--- BEGIN ---
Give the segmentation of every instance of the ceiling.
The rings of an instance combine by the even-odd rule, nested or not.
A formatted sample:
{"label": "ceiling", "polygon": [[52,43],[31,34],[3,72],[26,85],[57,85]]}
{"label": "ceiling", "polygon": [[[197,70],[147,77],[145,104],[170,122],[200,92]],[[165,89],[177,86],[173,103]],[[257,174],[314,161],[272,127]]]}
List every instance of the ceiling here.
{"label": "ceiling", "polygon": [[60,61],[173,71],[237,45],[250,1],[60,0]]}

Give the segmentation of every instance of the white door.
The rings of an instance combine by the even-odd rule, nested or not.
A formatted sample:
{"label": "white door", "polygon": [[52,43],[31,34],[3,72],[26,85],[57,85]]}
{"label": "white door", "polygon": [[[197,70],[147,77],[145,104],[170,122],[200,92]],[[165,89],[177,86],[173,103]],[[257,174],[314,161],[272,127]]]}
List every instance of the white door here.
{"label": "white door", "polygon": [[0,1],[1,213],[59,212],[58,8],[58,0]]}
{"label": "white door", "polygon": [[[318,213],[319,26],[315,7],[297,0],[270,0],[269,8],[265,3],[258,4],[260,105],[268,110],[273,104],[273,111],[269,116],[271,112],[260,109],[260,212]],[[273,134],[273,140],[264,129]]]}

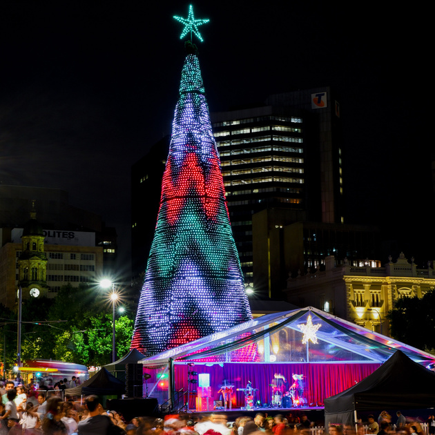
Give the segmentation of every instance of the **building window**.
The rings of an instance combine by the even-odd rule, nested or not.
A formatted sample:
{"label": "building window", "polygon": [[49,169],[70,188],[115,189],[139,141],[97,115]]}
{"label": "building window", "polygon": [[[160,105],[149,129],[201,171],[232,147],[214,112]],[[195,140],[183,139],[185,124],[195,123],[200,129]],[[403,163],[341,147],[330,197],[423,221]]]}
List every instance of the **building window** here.
{"label": "building window", "polygon": [[94,260],[94,254],[81,254],[81,260]]}
{"label": "building window", "polygon": [[64,260],[63,252],[49,252],[48,258],[53,260]]}
{"label": "building window", "polygon": [[365,305],[365,301],[364,300],[364,293],[362,292],[355,292],[355,306],[356,307],[364,307]]}

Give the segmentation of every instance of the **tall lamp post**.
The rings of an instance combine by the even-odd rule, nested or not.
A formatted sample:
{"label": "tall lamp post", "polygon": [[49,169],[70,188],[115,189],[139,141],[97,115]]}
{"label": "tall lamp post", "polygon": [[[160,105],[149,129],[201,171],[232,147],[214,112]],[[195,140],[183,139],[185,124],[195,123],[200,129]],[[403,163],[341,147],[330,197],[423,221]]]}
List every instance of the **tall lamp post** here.
{"label": "tall lamp post", "polygon": [[115,283],[112,282],[110,280],[103,280],[99,284],[103,287],[103,289],[109,289],[112,287],[112,293],[110,293],[110,300],[112,301],[112,362],[115,362],[116,361],[116,348],[115,345],[115,305],[116,301],[118,299],[118,295],[115,291]]}
{"label": "tall lamp post", "polygon": [[382,318],[380,317],[379,311],[375,308],[367,308],[367,311],[376,311],[378,313],[378,316],[379,317],[379,325],[380,326],[380,334],[382,334]]}

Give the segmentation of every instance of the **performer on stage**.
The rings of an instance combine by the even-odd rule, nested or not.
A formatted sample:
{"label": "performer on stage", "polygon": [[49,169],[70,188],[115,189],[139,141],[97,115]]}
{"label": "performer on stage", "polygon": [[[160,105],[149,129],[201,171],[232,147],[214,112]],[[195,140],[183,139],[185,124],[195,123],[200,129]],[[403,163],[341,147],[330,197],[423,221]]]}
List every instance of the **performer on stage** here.
{"label": "performer on stage", "polygon": [[288,383],[284,375],[278,373],[276,373],[273,375],[272,385],[275,387],[274,391],[278,391],[281,395],[284,394],[287,391],[287,384]]}
{"label": "performer on stage", "polygon": [[300,406],[307,403],[307,399],[305,399],[304,395],[304,385],[303,374],[295,374],[291,376],[293,380],[293,384],[290,386],[290,393],[293,398],[293,404],[295,406]]}

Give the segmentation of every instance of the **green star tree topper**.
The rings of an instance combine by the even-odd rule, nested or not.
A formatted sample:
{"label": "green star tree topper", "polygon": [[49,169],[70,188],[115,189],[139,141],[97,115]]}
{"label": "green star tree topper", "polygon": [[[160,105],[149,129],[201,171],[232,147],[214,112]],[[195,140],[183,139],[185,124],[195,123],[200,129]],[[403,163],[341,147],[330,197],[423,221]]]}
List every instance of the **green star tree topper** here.
{"label": "green star tree topper", "polygon": [[192,33],[195,34],[195,35],[197,37],[197,39],[203,42],[202,37],[198,30],[198,26],[201,26],[201,24],[205,24],[208,23],[210,20],[208,19],[195,19],[193,17],[193,7],[191,5],[188,7],[188,17],[187,19],[185,18],[182,18],[181,17],[175,17],[174,15],[174,18],[182,23],[184,25],[184,28],[182,32],[181,36],[180,37],[180,39],[182,39],[189,32],[191,32],[191,41],[192,41]]}

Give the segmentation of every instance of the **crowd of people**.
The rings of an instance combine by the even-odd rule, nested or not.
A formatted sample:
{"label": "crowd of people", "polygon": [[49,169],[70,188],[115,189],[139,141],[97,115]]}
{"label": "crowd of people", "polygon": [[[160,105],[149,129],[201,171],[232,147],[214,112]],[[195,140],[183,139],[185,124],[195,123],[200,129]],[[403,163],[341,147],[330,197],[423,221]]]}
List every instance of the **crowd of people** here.
{"label": "crowd of people", "polygon": [[[59,386],[70,387],[73,383],[77,379],[64,380]],[[270,416],[258,412],[255,417],[244,416],[229,422],[224,412],[164,418],[138,416],[126,421],[120,412],[104,409],[97,396],[88,396],[80,404],[72,398],[64,400],[55,389],[48,396],[48,390],[37,389],[35,385],[16,383],[0,383],[0,435],[323,435],[323,430],[313,428],[314,422],[303,413]],[[369,415],[367,422],[359,420],[356,425],[331,424],[325,432],[328,435],[435,435],[434,416],[427,420],[427,433],[419,423],[407,421],[400,411],[396,416],[393,423],[384,411],[377,419]]]}

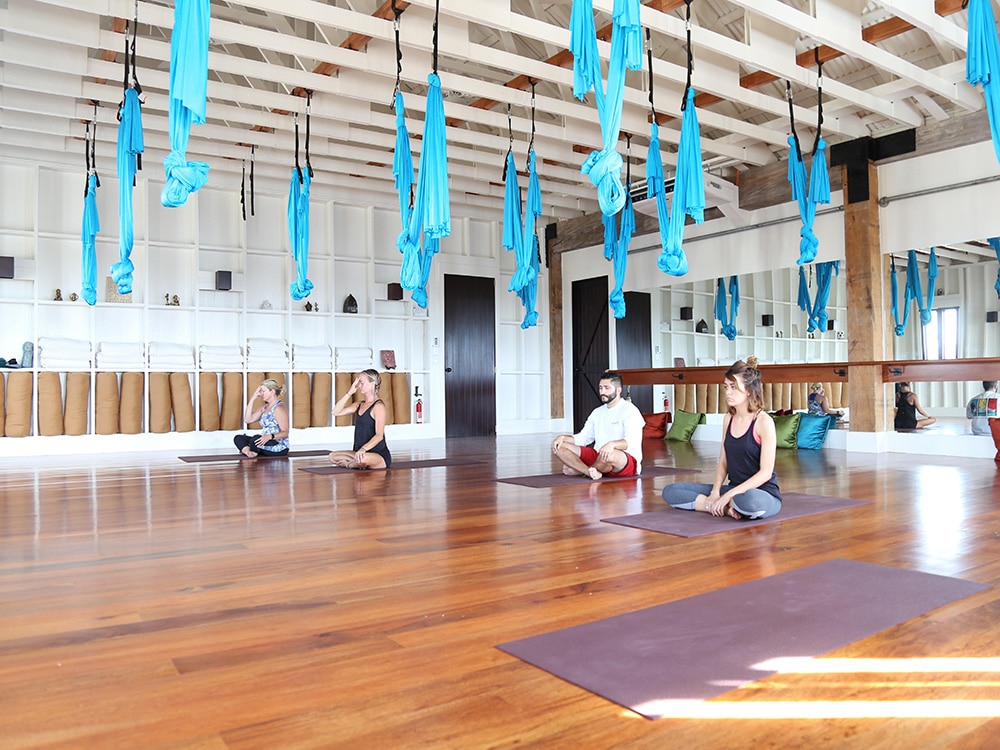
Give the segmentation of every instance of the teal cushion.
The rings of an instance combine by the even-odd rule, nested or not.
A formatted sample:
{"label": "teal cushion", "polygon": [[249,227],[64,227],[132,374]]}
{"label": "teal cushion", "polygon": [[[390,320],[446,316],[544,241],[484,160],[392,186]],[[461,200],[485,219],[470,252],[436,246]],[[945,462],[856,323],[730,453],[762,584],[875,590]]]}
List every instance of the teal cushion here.
{"label": "teal cushion", "polygon": [[667,440],[680,440],[687,443],[691,440],[695,428],[700,424],[705,424],[704,414],[678,409],[674,413],[670,429],[667,430]]}
{"label": "teal cushion", "polygon": [[799,419],[799,432],[795,440],[800,448],[818,451],[823,447],[826,433],[833,426],[826,414],[802,414]]}
{"label": "teal cushion", "polygon": [[779,448],[797,448],[798,444],[795,442],[795,437],[799,431],[799,418],[802,414],[795,412],[793,414],[783,414],[781,416],[771,415],[774,420],[774,431],[778,436],[778,447]]}

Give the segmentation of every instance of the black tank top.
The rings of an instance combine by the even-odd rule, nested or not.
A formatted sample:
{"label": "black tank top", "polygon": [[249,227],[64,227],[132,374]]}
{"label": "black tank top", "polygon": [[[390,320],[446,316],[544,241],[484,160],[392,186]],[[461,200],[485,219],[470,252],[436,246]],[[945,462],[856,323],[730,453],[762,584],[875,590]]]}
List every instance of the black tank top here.
{"label": "black tank top", "polygon": [[[740,437],[733,435],[733,420],[729,420],[729,429],[723,443],[726,449],[726,469],[729,472],[729,483],[734,487],[742,484],[760,470],[760,443],[754,440],[753,427],[757,423],[757,415],[750,421],[746,433]],[[778,475],[771,472],[768,479],[759,489],[773,495],[781,501],[781,491],[778,489]]]}
{"label": "black tank top", "polygon": [[[373,437],[375,437],[375,417],[372,416],[372,410],[382,399],[376,399],[375,402],[368,407],[368,411],[364,414],[361,413],[361,407],[358,407],[358,411],[354,415],[354,450],[357,451],[362,445],[367,443]],[[392,454],[389,453],[389,446],[385,443],[385,437],[383,436],[381,440],[371,449],[372,453],[377,453],[385,459],[385,466],[389,468],[392,463]]]}

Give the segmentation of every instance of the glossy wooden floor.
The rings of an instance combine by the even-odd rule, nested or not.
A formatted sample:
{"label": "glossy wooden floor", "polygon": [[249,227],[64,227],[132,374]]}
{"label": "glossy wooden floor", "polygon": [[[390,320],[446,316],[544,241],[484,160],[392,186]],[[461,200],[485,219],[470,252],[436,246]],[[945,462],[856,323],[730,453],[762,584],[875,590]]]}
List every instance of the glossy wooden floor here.
{"label": "glossy wooden floor", "polygon": [[[710,481],[717,450],[646,460]],[[495,648],[837,557],[1000,584],[994,462],[781,452],[784,489],[872,504],[682,539],[599,520],[672,477],[530,489],[495,479],[551,471],[545,437],[396,446],[446,453],[0,459],[0,747],[1000,747],[1000,587],[676,719]]]}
--- END ---
Lay out as a numbered list the lines of the data from the one containing "Give the segmentation of every instance of the **green" through the one containing "List every instance of the **green", both included, leaving out blank lines.

1. Give the segmentation of every instance of the **green star tree topper**.
2. The rings of an instance combine by the even-odd rule, nested or not.
3. A formatted sample:
4. {"label": "green star tree topper", "polygon": [[49,169],[70,188],[115,189],[139,141],[97,115]]}
5. {"label": "green star tree topper", "polygon": [[[160,105],[149,129],[201,171],[232,147],[214,112]],[[195,140],[183,139],[185,124],[195,123],[200,129]],[[403,163],[341,147],[330,197],[423,221]]]}
6. List every instance of the **green star tree topper** here.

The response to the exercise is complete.